_DO THIS_:
Extract the text of every row below verbatim, leaving the pictures out of your answer.
#### TASK INPUT ####
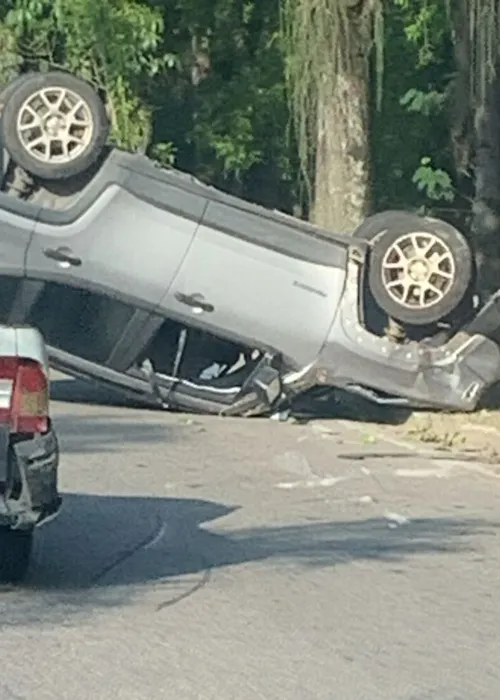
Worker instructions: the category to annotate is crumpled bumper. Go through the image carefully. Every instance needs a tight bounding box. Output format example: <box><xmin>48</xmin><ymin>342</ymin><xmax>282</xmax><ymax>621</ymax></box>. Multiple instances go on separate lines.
<box><xmin>317</xmin><ymin>251</ymin><xmax>500</xmax><ymax>411</ymax></box>
<box><xmin>0</xmin><ymin>426</ymin><xmax>61</xmax><ymax>528</ymax></box>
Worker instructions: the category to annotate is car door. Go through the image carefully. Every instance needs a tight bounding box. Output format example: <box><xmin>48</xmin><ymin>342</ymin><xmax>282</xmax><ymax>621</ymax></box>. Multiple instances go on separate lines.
<box><xmin>26</xmin><ymin>159</ymin><xmax>205</xmax><ymax>368</ymax></box>
<box><xmin>168</xmin><ymin>200</ymin><xmax>347</xmax><ymax>366</ymax></box>
<box><xmin>0</xmin><ymin>192</ymin><xmax>39</xmax><ymax>323</ymax></box>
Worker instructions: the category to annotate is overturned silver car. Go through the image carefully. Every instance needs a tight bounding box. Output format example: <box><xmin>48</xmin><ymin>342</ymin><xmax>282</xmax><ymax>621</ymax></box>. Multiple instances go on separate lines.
<box><xmin>0</xmin><ymin>72</ymin><xmax>500</xmax><ymax>415</ymax></box>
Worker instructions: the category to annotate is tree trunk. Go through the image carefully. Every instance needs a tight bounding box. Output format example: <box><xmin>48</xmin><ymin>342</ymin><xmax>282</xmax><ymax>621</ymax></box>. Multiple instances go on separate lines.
<box><xmin>312</xmin><ymin>20</ymin><xmax>371</xmax><ymax>233</ymax></box>
<box><xmin>472</xmin><ymin>69</ymin><xmax>500</xmax><ymax>293</ymax></box>
<box><xmin>450</xmin><ymin>0</ymin><xmax>500</xmax><ymax>294</ymax></box>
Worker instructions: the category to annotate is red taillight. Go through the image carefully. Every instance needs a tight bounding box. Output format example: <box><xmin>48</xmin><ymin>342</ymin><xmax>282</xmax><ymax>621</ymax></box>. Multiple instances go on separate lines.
<box><xmin>0</xmin><ymin>357</ymin><xmax>49</xmax><ymax>433</ymax></box>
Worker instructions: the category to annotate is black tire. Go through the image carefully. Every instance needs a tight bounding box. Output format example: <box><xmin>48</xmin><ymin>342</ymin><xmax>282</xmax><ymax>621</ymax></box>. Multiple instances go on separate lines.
<box><xmin>2</xmin><ymin>71</ymin><xmax>109</xmax><ymax>180</ymax></box>
<box><xmin>354</xmin><ymin>211</ymin><xmax>474</xmax><ymax>326</ymax></box>
<box><xmin>0</xmin><ymin>527</ymin><xmax>33</xmax><ymax>583</ymax></box>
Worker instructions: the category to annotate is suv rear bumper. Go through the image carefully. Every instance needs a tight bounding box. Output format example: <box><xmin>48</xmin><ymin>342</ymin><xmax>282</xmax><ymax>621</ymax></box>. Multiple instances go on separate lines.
<box><xmin>0</xmin><ymin>425</ymin><xmax>61</xmax><ymax>529</ymax></box>
<box><xmin>316</xmin><ymin>247</ymin><xmax>500</xmax><ymax>411</ymax></box>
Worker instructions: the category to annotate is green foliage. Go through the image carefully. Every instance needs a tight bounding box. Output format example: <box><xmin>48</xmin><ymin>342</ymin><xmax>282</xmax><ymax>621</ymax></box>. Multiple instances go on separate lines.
<box><xmin>0</xmin><ymin>0</ymin><xmax>484</xmax><ymax>227</ymax></box>
<box><xmin>373</xmin><ymin>0</ymin><xmax>455</xmax><ymax>210</ymax></box>
<box><xmin>412</xmin><ymin>156</ymin><xmax>455</xmax><ymax>202</ymax></box>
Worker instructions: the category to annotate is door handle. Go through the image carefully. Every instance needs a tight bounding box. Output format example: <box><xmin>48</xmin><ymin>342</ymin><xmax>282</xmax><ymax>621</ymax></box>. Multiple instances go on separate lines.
<box><xmin>43</xmin><ymin>246</ymin><xmax>82</xmax><ymax>267</ymax></box>
<box><xmin>174</xmin><ymin>292</ymin><xmax>215</xmax><ymax>313</ymax></box>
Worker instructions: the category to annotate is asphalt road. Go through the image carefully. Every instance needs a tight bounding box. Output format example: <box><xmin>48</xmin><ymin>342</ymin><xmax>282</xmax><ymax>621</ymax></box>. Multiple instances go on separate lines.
<box><xmin>0</xmin><ymin>380</ymin><xmax>500</xmax><ymax>700</ymax></box>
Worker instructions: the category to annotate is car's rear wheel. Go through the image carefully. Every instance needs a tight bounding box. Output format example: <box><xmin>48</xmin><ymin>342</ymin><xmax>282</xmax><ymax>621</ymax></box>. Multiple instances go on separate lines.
<box><xmin>2</xmin><ymin>71</ymin><xmax>109</xmax><ymax>180</ymax></box>
<box><xmin>0</xmin><ymin>527</ymin><xmax>33</xmax><ymax>583</ymax></box>
<box><xmin>354</xmin><ymin>211</ymin><xmax>473</xmax><ymax>326</ymax></box>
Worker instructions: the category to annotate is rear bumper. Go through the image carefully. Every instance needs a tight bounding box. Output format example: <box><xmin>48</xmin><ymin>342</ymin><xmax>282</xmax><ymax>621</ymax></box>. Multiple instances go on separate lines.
<box><xmin>316</xmin><ymin>249</ymin><xmax>500</xmax><ymax>411</ymax></box>
<box><xmin>0</xmin><ymin>426</ymin><xmax>61</xmax><ymax>528</ymax></box>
####
_RESULT OF THE TASK_:
Worker instructions: the category to annotate is crumpled bumper. Go through the image carefully. Every instance needs a tight bounding box. Output format example: <box><xmin>48</xmin><ymin>342</ymin><xmax>282</xmax><ymax>621</ymax></box>. Multiple instances go on separate lines.
<box><xmin>317</xmin><ymin>251</ymin><xmax>500</xmax><ymax>411</ymax></box>
<box><xmin>0</xmin><ymin>426</ymin><xmax>61</xmax><ymax>528</ymax></box>
Worker instructions: the category to annotate is car door. Go through the image carefully. Every instance needs a tight bounding box. Output format example: <box><xmin>48</xmin><ymin>342</ymin><xmax>282</xmax><ymax>621</ymax></box>. Multiple instances go on separate lines.
<box><xmin>26</xmin><ymin>159</ymin><xmax>205</xmax><ymax>368</ymax></box>
<box><xmin>168</xmin><ymin>200</ymin><xmax>347</xmax><ymax>366</ymax></box>
<box><xmin>0</xmin><ymin>192</ymin><xmax>39</xmax><ymax>323</ymax></box>
Worker instructions: the category to annotate is overturned silver car. Go through the image carefully. Every instance needs a tight bounding box. Output format example: <box><xmin>48</xmin><ymin>342</ymin><xmax>282</xmax><ymax>621</ymax></box>. Multiple instances go on separate lines.
<box><xmin>0</xmin><ymin>72</ymin><xmax>500</xmax><ymax>415</ymax></box>
Worker instructions: the category to annotate is tree trunk. Go through the image carefully. Every instance needs a tight bounding box. Output format example: <box><xmin>48</xmin><ymin>342</ymin><xmax>282</xmax><ymax>621</ymax></box>. Multiple instances go on separate lines.
<box><xmin>312</xmin><ymin>20</ymin><xmax>371</xmax><ymax>233</ymax></box>
<box><xmin>472</xmin><ymin>69</ymin><xmax>500</xmax><ymax>293</ymax></box>
<box><xmin>450</xmin><ymin>0</ymin><xmax>500</xmax><ymax>294</ymax></box>
Worker instructions: the category to annotate is red taillight. Go through the image carefully. Every instance needs a tight bounding box. Output format example: <box><xmin>48</xmin><ymin>342</ymin><xmax>282</xmax><ymax>621</ymax></box>. Multiple instances go on separate lines.
<box><xmin>0</xmin><ymin>357</ymin><xmax>49</xmax><ymax>433</ymax></box>
Worker instructions: the category to annotate is black tire. Go through the image carefully. Every instance needs a tight bounding box. Output format example: <box><xmin>48</xmin><ymin>342</ymin><xmax>282</xmax><ymax>621</ymax></box>. Multiple instances go on separate lines.
<box><xmin>2</xmin><ymin>71</ymin><xmax>109</xmax><ymax>180</ymax></box>
<box><xmin>354</xmin><ymin>211</ymin><xmax>474</xmax><ymax>326</ymax></box>
<box><xmin>0</xmin><ymin>527</ymin><xmax>33</xmax><ymax>583</ymax></box>
Worker instructions: the category to annotate is suv rear bumper. Go through the image carefully. Every instance needs a tight bounding box. Output format example: <box><xmin>48</xmin><ymin>342</ymin><xmax>282</xmax><ymax>621</ymax></box>. Multiple instances go on separate lines.
<box><xmin>0</xmin><ymin>425</ymin><xmax>61</xmax><ymax>529</ymax></box>
<box><xmin>316</xmin><ymin>247</ymin><xmax>500</xmax><ymax>411</ymax></box>
Worker instructions: the category to annotate is green foliage. Go through the image carefully. Every instance needs a tight bounding box. Output format example: <box><xmin>48</xmin><ymin>342</ymin><xmax>282</xmax><ymax>621</ymax></box>. Multiple instances go on separate lines.
<box><xmin>0</xmin><ymin>0</ymin><xmax>484</xmax><ymax>227</ymax></box>
<box><xmin>373</xmin><ymin>0</ymin><xmax>455</xmax><ymax>210</ymax></box>
<box><xmin>412</xmin><ymin>156</ymin><xmax>455</xmax><ymax>202</ymax></box>
Worker instructions: the category to annotate is door handle. Go through the image carefully. Every instance needs a tight bounding box. Output format example: <box><xmin>48</xmin><ymin>342</ymin><xmax>282</xmax><ymax>621</ymax></box>. Multiple instances go on separate lines.
<box><xmin>43</xmin><ymin>246</ymin><xmax>82</xmax><ymax>267</ymax></box>
<box><xmin>174</xmin><ymin>292</ymin><xmax>215</xmax><ymax>313</ymax></box>
Worker instructions: the category to annotate is asphalt road. Go through the image carefully. Every instance needs a tight bounding box. Output format example: <box><xmin>48</xmin><ymin>342</ymin><xmax>282</xmax><ymax>621</ymax></box>. Multiple instances go on separate lines.
<box><xmin>0</xmin><ymin>380</ymin><xmax>500</xmax><ymax>700</ymax></box>
Worker instructions: the category to annotate is car's rear wheel. Go through the image carefully. Every instance needs a tight bounding box. Output format example: <box><xmin>48</xmin><ymin>342</ymin><xmax>282</xmax><ymax>621</ymax></box>. Multiple instances go on separate lines.
<box><xmin>2</xmin><ymin>71</ymin><xmax>109</xmax><ymax>180</ymax></box>
<box><xmin>0</xmin><ymin>527</ymin><xmax>33</xmax><ymax>583</ymax></box>
<box><xmin>354</xmin><ymin>211</ymin><xmax>473</xmax><ymax>326</ymax></box>
Worker instructions: the category to annotate is rear bumper. Go through the image carefully. Every instance needs a tight bounding box. Output format example: <box><xmin>48</xmin><ymin>342</ymin><xmax>282</xmax><ymax>621</ymax></box>. Multiple instances go on separate lines.
<box><xmin>316</xmin><ymin>249</ymin><xmax>500</xmax><ymax>411</ymax></box>
<box><xmin>0</xmin><ymin>426</ymin><xmax>61</xmax><ymax>528</ymax></box>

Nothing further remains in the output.